## [Document segment]
####

Meerim Zhumanazarova (Мээрим Жуманазарова; born 9 November 1999) is a Kyrgyzstani freestyle wrestler. She holds the title of Master of Sport of International Class in Kyrgyzstan. She won a bronze medal in the women's 68 kg event at the 2020 Summer Olympics in Tokyo, Japan. She also won the gold medal in the same event at the 2021 World Wrestling Championships in Oslo, Norway.

Career 
She claimed a bronze medal in the women's 68kg freestyle event during the 2018 Asian Games.

In 2020, she won the gold medal in the women's 68 kg event at the Individual Wrestling World Cup held in Belgrade, Serbia. She qualified to represent Kyrgyzstan at the 2020 Summer Olympics in Tokyo, Japan.

In June 2021, she won one of the bronze medals in her event at the 2021 Poland Open held in Warsaw, Poland.

On 3 August 2021, she won the bronze medal in the women's freestyle 68 kg at the 2020 Summer Olympics.

In 2022, she won the silver medal in the 68 kg event at the Yasar Dogu Tournament held in Istanbul, Turkey. She also won the silver medal in her event at the 2022 Asian Wrestling Championships held in Ulaanbaatar, Mongolia. She won the gold medal in the 68 kg event at the 2021 Islamic Solidarity Games held in Konya, Turkey. She competed in the 68 kg event at the 2022 World Wrestling Championships held in Belgrade, Serbia.

####

## [Dataset content]
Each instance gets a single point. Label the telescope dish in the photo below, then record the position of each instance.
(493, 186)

####

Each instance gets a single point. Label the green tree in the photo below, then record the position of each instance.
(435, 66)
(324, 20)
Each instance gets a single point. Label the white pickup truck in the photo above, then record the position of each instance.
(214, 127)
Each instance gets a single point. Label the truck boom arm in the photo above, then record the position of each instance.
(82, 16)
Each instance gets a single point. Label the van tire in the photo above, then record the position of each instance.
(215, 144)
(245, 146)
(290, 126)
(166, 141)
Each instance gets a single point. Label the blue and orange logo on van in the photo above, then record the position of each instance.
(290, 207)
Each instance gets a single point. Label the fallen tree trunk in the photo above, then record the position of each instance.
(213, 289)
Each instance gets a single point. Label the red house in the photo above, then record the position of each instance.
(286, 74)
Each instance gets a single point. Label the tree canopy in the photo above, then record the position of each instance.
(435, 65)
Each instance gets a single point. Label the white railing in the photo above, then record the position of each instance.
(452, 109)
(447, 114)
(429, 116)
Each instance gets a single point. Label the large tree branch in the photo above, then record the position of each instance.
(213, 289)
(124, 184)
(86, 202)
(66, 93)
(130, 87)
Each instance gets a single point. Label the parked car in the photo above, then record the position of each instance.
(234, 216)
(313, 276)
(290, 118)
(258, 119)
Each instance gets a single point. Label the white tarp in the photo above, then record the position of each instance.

####

## [Task set]
• a. List every country named in the wrestler's biography, each country once.
• b. In the wrestler's biography, retype everything from "Meerim Zhumanazarova (Мээрим" down to "2020 Summer Olympics.".
The entries are separate material, apart from the wrestler's biography.

## [Responses to the tasks]
• a.
Kyrgyzstan
Japan
Norway
Serbia
Poland
Turkey
Mongolia

• b.
Meerim Zhumanazarova (Мээрим Жуманазарова; born 9 November 1999) is a Kyrgyzstani freestyle wrestler. She holds the title of Master of Sport of International Class in Kyrgyzstan. She won a bronze medal in the women's 68 kg event at the 2020 Summer Olympics in Tokyo, Japan. She also won the gold medal in the same event at the 2021 World Wrestling Championships in Oslo, Norway.

Career 
She claimed a bronze medal in the women's 68kg freestyle event during the 2018 Asian Games.

In 2020, she won the gold medal in the women's 68 kg event at the Individual Wrestling World Cup held in Belgrade, Serbia. She qualified to represent Kyrgyzstan at the 2020 Summer Olympics in Tokyo, Japan.

In June 2021, she won one of the bronze medals in her event at the 2021 Poland Open held in Warsaw, Poland.

On 3 August 2021, she won the bronze medal in the women's freestyle 68 kg at the 2020 Summer Olympics.